§ Given request: Repeat the listing in full, word for word.

Dataset records about object locations
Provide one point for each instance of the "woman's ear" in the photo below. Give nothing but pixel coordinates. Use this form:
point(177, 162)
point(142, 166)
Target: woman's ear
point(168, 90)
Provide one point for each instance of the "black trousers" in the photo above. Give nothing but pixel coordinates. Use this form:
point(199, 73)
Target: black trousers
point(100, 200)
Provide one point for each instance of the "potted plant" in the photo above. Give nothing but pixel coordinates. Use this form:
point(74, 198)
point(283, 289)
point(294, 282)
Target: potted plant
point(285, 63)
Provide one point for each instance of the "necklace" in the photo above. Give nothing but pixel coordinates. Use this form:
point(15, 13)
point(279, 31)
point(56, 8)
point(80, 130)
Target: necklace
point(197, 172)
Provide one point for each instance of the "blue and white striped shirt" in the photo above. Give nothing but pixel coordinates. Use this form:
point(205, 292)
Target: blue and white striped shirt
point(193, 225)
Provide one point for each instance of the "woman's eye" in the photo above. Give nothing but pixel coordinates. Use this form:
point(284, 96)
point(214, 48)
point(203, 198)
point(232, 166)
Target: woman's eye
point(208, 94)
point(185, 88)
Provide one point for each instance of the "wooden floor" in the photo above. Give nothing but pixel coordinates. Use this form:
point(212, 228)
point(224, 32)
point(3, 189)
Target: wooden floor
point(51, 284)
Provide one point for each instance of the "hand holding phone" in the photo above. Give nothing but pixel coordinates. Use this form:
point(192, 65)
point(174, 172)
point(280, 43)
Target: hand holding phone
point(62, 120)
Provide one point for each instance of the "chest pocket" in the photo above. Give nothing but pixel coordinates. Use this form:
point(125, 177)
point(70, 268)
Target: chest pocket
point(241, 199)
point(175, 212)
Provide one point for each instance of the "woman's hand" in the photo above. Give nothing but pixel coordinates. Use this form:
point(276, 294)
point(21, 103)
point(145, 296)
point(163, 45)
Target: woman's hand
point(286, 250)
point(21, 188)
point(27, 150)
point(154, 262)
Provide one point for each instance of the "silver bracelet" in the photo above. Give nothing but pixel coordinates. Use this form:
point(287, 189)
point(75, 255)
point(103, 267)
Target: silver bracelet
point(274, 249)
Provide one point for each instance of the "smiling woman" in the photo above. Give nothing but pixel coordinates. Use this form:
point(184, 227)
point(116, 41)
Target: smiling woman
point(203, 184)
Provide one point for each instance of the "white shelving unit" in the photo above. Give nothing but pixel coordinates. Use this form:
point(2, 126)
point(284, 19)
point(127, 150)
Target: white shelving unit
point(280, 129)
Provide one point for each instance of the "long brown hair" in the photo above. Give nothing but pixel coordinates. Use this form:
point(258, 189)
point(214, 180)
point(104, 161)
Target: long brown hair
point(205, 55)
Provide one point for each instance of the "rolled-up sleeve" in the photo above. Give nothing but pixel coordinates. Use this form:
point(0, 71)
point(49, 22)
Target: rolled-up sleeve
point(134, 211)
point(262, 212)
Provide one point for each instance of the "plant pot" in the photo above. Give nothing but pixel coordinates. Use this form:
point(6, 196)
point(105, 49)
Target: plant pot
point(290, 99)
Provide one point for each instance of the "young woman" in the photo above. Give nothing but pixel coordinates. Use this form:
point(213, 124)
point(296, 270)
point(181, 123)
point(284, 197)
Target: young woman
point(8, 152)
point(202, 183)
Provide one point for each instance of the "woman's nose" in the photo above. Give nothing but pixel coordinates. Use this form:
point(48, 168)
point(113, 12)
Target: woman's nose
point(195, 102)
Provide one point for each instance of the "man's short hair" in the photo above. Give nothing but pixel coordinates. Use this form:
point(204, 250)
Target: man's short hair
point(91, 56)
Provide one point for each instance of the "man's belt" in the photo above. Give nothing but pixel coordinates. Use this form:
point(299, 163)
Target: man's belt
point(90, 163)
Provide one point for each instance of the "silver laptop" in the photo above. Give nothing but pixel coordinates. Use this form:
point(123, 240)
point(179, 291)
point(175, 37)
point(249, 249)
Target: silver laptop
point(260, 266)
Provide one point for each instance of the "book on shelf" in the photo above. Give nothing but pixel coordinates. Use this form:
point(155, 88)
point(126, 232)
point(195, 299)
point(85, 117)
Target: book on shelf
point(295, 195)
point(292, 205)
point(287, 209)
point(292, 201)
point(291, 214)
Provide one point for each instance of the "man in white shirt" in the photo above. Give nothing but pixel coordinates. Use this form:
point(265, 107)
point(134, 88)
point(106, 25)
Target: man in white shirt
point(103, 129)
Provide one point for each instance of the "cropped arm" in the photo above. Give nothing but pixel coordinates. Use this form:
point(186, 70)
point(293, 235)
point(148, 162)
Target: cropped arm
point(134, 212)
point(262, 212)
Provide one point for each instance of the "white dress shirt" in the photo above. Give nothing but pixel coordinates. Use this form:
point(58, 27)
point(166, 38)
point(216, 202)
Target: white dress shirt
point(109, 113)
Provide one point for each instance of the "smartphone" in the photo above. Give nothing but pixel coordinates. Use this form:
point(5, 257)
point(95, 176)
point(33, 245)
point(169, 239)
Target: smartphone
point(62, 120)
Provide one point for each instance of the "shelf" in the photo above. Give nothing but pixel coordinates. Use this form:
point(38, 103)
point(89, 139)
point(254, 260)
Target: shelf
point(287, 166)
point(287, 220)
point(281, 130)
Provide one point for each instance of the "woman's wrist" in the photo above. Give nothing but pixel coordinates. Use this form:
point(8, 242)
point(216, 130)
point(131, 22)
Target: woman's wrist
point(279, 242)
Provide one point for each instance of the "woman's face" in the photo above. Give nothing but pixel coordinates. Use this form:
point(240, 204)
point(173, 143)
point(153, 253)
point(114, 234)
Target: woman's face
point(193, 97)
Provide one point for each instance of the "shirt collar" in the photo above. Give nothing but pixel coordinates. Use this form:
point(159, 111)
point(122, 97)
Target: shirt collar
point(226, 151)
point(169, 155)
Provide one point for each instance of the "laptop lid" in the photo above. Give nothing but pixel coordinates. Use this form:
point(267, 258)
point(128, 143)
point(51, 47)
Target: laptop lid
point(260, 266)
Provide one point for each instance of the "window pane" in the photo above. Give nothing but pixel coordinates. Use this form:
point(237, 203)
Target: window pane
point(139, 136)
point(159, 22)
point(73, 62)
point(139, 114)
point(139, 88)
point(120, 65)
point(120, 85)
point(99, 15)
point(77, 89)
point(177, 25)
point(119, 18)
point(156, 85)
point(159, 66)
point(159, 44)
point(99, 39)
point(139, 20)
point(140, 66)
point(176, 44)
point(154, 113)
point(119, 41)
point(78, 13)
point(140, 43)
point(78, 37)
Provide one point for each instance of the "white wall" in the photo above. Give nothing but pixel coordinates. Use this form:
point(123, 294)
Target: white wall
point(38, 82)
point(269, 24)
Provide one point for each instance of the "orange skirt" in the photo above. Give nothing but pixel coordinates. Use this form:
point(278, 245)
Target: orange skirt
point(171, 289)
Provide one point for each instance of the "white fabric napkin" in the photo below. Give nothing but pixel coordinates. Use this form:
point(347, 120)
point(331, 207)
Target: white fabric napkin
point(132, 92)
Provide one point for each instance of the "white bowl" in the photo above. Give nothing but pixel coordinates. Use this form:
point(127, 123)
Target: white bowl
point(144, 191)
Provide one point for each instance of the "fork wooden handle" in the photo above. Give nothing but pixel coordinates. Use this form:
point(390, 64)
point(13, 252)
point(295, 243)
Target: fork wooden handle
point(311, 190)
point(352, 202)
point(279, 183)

§ Task output:
Provide one point for each instance of the "woman's ear" in the photo below. Give nothing but pixel coordinates. Use this form:
point(177, 162)
point(142, 166)
Target: woman's ear
point(168, 90)
Provide one point for each instance of the "black trousers" in the photo above. Give nothing but pixel coordinates. Use this form:
point(199, 73)
Target: black trousers
point(100, 200)
Provide one point for each instance of the "potted plant" in the photo above. Give nothing but pixel coordinates. Use this form:
point(74, 198)
point(283, 289)
point(294, 282)
Target: potted plant
point(285, 63)
Provide one point for each instance of the "necklace" in the photo above. Give nothing but pixel coordinates. Use this form:
point(15, 13)
point(279, 31)
point(56, 8)
point(80, 130)
Target: necklace
point(197, 172)
Provide one point for each instance of the "blue and white striped shirt" in the photo above. Give nothing but pixel coordinates. Use this form:
point(205, 292)
Target: blue and white striped shirt
point(193, 225)
Provide one point for each instance of the "woman's eye" in the photo above. Give nothing but pixel coordinates. Use this form:
point(284, 96)
point(214, 48)
point(203, 198)
point(232, 166)
Target: woman's eye
point(208, 94)
point(185, 88)
Provide one point for each instance of the "wooden floor" in the photo above. Give nothing but pixel coordinates. Use this form:
point(212, 228)
point(224, 32)
point(3, 189)
Target: wooden floor
point(51, 284)
Provide one point for each instance of the "hand holding phone" in the photo above. Give nothing but pixel coordinates. Use this form:
point(192, 65)
point(174, 172)
point(280, 43)
Target: hand holding phone
point(62, 120)
Provide one point for each instance of the "chest pocket" in the photo above. Give nothing but pixel coordinates. Use this form:
point(125, 177)
point(70, 268)
Target: chest pocket
point(241, 199)
point(175, 212)
Provide one point for each instance of the "woman's hand" in the photo above. Give nothing but pixel coordinates. Use this form:
point(276, 294)
point(21, 103)
point(145, 296)
point(163, 45)
Target: woman's hand
point(286, 250)
point(21, 188)
point(27, 150)
point(154, 262)
Provide one point for each instance of the "silver bracelet" in the photo above. Give nothing but pixel coordinates. Use this form:
point(287, 189)
point(75, 255)
point(103, 267)
Target: silver bracelet
point(274, 249)
Provide one point for each instance of the "smiling woman" in the photo above. Give nothing but pixel coordinates. Use this form:
point(184, 227)
point(116, 41)
Target: smiling woman
point(203, 184)
Provide one point for each instance of the "white shelving unit" in the photo above. Give nothing but pixel coordinates. Use this form:
point(2, 126)
point(284, 19)
point(127, 150)
Target: white shelving unit
point(280, 129)
Provide one point for each instance of the "long brown hair" in the photo above. Give nothing but pixel coordinates. Use this form:
point(258, 189)
point(214, 180)
point(104, 161)
Target: long brown hair
point(205, 55)
Provide one point for each instance of the "rolled-up sleeve" in the photo above. Give nothing but pixel coordinates. Use this form:
point(0, 71)
point(49, 22)
Target: rolled-up sleeve
point(134, 211)
point(262, 212)
Provide one point for each instance of the "plant pot" in the photo above. Give nothing but pixel coordinates. Use this form:
point(6, 196)
point(105, 49)
Target: plant pot
point(290, 99)
Provide one point for each instance of the "young woman" in the photo above. Give nothing but pixel coordinates. Use this form:
point(213, 124)
point(296, 270)
point(181, 123)
point(284, 197)
Target: young woman
point(8, 152)
point(202, 183)
Provide one point for each instance of the "woman's nose" in the photo above. Give nothing but pixel coordinates. Use this form:
point(48, 168)
point(113, 12)
Target: woman's nose
point(195, 102)
Provide one point for each instance of the "man's short hair" in the photo above. Give nothing but pixel coordinates. Use this form:
point(204, 250)
Target: man's short hair
point(91, 56)
Provide one point for each instance of the "man's belt" in the photo above. Give nothing but pixel coordinates. Use this form:
point(299, 163)
Target: man's belt
point(90, 163)
Provide one point for each instance of the "silver laptop" in the photo above. Give nothing but pixel coordinates. Use this form:
point(123, 240)
point(179, 291)
point(175, 37)
point(249, 249)
Target: silver laptop
point(260, 266)
Provide one point for each instance of the "book on shelf" in the photo above. Give nothing but pixel coordinates. Use this form:
point(155, 88)
point(126, 232)
point(195, 299)
point(85, 117)
Target: book on shelf
point(295, 195)
point(292, 205)
point(287, 209)
point(292, 201)
point(291, 214)
Provide one point for each instance of the "man in white shirt" in the photo above. Give nothing but pixel coordinates. Use this form:
point(265, 107)
point(134, 88)
point(106, 25)
Target: man in white shirt
point(103, 129)
Provide one point for each instance of the "cropped arm" in the photo above. Give nothing but pixel coordinates. Use this form:
point(186, 70)
point(293, 235)
point(148, 162)
Target: cropped arm
point(134, 212)
point(262, 212)
Provide one point for each instance of the "white dress shirt" in the photo above. Give nothing but pixel coordinates. Use this form:
point(58, 27)
point(166, 38)
point(216, 202)
Target: white dress shirt
point(109, 113)
Provide one point for each instance of the "smartphone" in the photo above. Give nothing but pixel coordinates. Use this form:
point(5, 257)
point(95, 176)
point(33, 245)
point(169, 239)
Target: smartphone
point(62, 120)
Provide one point for each instance of the "shelf" in the photo above. Give nothing but pixel coordinates. Use this form:
point(38, 103)
point(89, 139)
point(254, 260)
Target: shelf
point(287, 166)
point(287, 220)
point(281, 130)
Provide one point for each instance of the "woman's wrist" in the photo above. Give nothing but pixel coordinates. Use this form:
point(8, 242)
point(216, 130)
point(131, 22)
Target: woman's wrist
point(279, 242)
Provide one point for each instance of the "woman's face" in the photo above. Give nothing but pixel coordinates. Use this form:
point(240, 204)
point(173, 143)
point(153, 253)
point(114, 234)
Target: woman's face
point(193, 97)
Provide one point for each instance of the "shirt collar" in the photo above. Give nothing but pixel coordinates. Use this form:
point(159, 111)
point(122, 97)
Target: shirt collar
point(226, 151)
point(169, 155)
Provide one point for each instance of the "laptop lid" in the photo above. Give nothing but pixel coordinates. Use this form:
point(267, 258)
point(128, 143)
point(51, 47)
Target: laptop lid
point(260, 266)
Provide one point for each instance of the "window pane" in the photo above. Give nothing but pixel coordinates. Use this form:
point(237, 203)
Target: window pane
point(139, 136)
point(159, 22)
point(73, 62)
point(139, 114)
point(139, 88)
point(120, 65)
point(120, 85)
point(99, 15)
point(77, 89)
point(177, 25)
point(119, 18)
point(156, 85)
point(159, 66)
point(159, 44)
point(99, 39)
point(139, 20)
point(140, 66)
point(176, 44)
point(154, 113)
point(119, 41)
point(78, 13)
point(140, 43)
point(78, 37)
Provide one point for each instance of the "white wall" in the photo above. Give nothing but pixel coordinates. Use this form:
point(123, 294)
Target: white wall
point(38, 82)
point(269, 24)
Provide one point for each instance of the "orange skirt" in the photo above. Give nothing but pixel coordinates. Use this form:
point(278, 245)
Target: orange skirt
point(171, 289)
Provide one point for each instance of the "white fabric napkin" in the photo below. Give nothing but pixel coordinates. Use this form:
point(347, 120)
point(331, 207)
Target: white fabric napkin
point(132, 92)
Provide one point for each instance of the "white bowl" in the photo above. Give nothing but pixel coordinates. Use this form:
point(127, 123)
Target: white bowl
point(144, 191)
Provide one point for each instance of the "fork wooden handle" in the photo above. Give nothing but pixel coordinates. Use this form:
point(390, 64)
point(13, 252)
point(295, 243)
Target: fork wooden handle
point(311, 190)
point(352, 202)
point(279, 183)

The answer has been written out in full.